:: Extract provided ::
I just put my 1-year-old to sleep. He went down easily. He doesn’t know it yet, and won’t understand it for years I suppose, but minutes before he fell asleep, White House sources revealed that President Trump intends to withdraw from the Paris climate agreement. The man who will probably be my son’s first image of what a leader looks like has chosen a short-sighted, confused, greedy version of the present, or of past greatness, over the future of the planet that my son and his friends, and their children, will inherit.

There’s no sense anymore in bothering to cite the scientists’ numbers or to reproduce charts or to quote from “Laudato Si’,” Pope Francis’ encyclical that Mr. Trump received from its author’s hands just a week ago. The debate is over, and it has long since ceased to be a real debate. Even the former ExxonMobil chief executive officer who is Mr. Trump’s secretary of state, Rex Tillerson, became the last, best hope that the president would opt to stick with the climate deal. Paris was never enough, but it was the one step that virtually every country on Earth could agree to start with. It stood for a rare, almost impossible hope that global consensus might be possible for a species otherwise embracing its own suicidal fragmentation.

Paris was never enough, but it was the one step that virtually every country on Earth could agree to start with.

“Suicide,” actually, isn’t the right word. My son isn’t choosing the planet he will be getting. The unborn children to come certainly aren’t. Nor are the vast majority of living, grown human beings. Mr. Trump’s fleshy shell will be rot and decomposure by the time the climate truly turns to chaos. This is war—the war of one generation on those that follow it, and we are led reluctantly into battle against our descendants by a despot determined to ignore the outcry of his scientists, his citizens and even his most oil-stained advisers. We need to call it what it is.

:: Challenge a ::
Count the lines of the records that contain the string "tree", treating uppercase and lowercase as different. Give only the number.

:: Data in this exercise ::
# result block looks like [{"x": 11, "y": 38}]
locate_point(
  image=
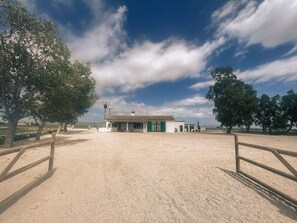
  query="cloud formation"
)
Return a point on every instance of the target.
[
  {"x": 201, "y": 85},
  {"x": 269, "y": 23},
  {"x": 280, "y": 70},
  {"x": 148, "y": 63},
  {"x": 195, "y": 106}
]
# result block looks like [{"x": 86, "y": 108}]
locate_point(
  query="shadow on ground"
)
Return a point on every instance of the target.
[
  {"x": 286, "y": 208},
  {"x": 13, "y": 198}
]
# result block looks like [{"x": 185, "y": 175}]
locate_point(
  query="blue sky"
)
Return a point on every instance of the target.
[{"x": 154, "y": 57}]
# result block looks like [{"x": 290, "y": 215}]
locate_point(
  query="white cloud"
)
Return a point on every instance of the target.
[
  {"x": 270, "y": 23},
  {"x": 195, "y": 107},
  {"x": 105, "y": 39},
  {"x": 201, "y": 85},
  {"x": 149, "y": 63},
  {"x": 279, "y": 70}
]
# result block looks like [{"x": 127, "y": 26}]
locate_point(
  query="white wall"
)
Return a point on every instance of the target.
[
  {"x": 178, "y": 124},
  {"x": 170, "y": 126}
]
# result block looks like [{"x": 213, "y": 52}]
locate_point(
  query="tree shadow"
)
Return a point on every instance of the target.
[
  {"x": 13, "y": 198},
  {"x": 63, "y": 141},
  {"x": 285, "y": 207}
]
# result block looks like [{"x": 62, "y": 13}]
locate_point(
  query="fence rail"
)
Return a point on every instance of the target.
[
  {"x": 278, "y": 154},
  {"x": 7, "y": 174}
]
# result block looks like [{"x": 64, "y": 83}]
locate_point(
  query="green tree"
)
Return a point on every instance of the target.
[
  {"x": 234, "y": 100},
  {"x": 264, "y": 113},
  {"x": 289, "y": 106},
  {"x": 270, "y": 115},
  {"x": 26, "y": 46},
  {"x": 71, "y": 94}
]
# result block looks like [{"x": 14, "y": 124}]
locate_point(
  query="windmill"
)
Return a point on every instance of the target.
[{"x": 105, "y": 106}]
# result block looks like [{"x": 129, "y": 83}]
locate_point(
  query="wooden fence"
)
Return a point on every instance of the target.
[
  {"x": 7, "y": 174},
  {"x": 278, "y": 154}
]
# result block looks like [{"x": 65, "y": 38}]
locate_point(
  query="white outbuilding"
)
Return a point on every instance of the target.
[{"x": 144, "y": 123}]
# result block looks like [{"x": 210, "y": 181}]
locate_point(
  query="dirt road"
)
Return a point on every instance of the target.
[{"x": 131, "y": 177}]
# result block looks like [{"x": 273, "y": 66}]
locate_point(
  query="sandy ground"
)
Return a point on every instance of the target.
[{"x": 134, "y": 177}]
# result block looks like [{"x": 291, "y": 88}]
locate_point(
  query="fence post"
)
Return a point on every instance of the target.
[
  {"x": 52, "y": 153},
  {"x": 236, "y": 153}
]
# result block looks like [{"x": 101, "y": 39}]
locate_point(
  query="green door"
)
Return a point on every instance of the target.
[
  {"x": 149, "y": 126},
  {"x": 163, "y": 126}
]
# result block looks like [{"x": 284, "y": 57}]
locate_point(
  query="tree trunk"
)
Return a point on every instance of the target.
[
  {"x": 59, "y": 128},
  {"x": 248, "y": 128},
  {"x": 9, "y": 138},
  {"x": 229, "y": 129},
  {"x": 40, "y": 128},
  {"x": 65, "y": 127},
  {"x": 290, "y": 127}
]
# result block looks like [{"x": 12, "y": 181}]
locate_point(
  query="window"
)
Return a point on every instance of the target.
[{"x": 138, "y": 125}]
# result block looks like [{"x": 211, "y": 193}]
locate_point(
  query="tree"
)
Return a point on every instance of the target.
[
  {"x": 289, "y": 106},
  {"x": 234, "y": 100},
  {"x": 270, "y": 114},
  {"x": 71, "y": 94},
  {"x": 26, "y": 46},
  {"x": 264, "y": 112}
]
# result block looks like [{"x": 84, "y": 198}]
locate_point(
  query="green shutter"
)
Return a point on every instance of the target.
[
  {"x": 163, "y": 126},
  {"x": 149, "y": 126}
]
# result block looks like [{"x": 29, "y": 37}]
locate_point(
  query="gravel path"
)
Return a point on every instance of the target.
[{"x": 131, "y": 177}]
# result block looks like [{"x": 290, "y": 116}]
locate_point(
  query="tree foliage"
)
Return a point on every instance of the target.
[
  {"x": 289, "y": 106},
  {"x": 36, "y": 75},
  {"x": 234, "y": 100}
]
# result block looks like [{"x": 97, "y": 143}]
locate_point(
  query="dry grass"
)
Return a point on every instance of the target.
[{"x": 131, "y": 177}]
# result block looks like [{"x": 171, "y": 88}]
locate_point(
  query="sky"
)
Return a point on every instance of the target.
[{"x": 154, "y": 57}]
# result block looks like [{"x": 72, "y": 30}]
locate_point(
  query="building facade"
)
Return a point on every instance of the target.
[{"x": 143, "y": 123}]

:: Challenge b ::
In the essay on the Paris climate agreement, what is the name of the encyclical that Mr. Trump received from Pope Francis?

:: Written answer a ::
5

:: Written answer b ::
"Laudato Si'"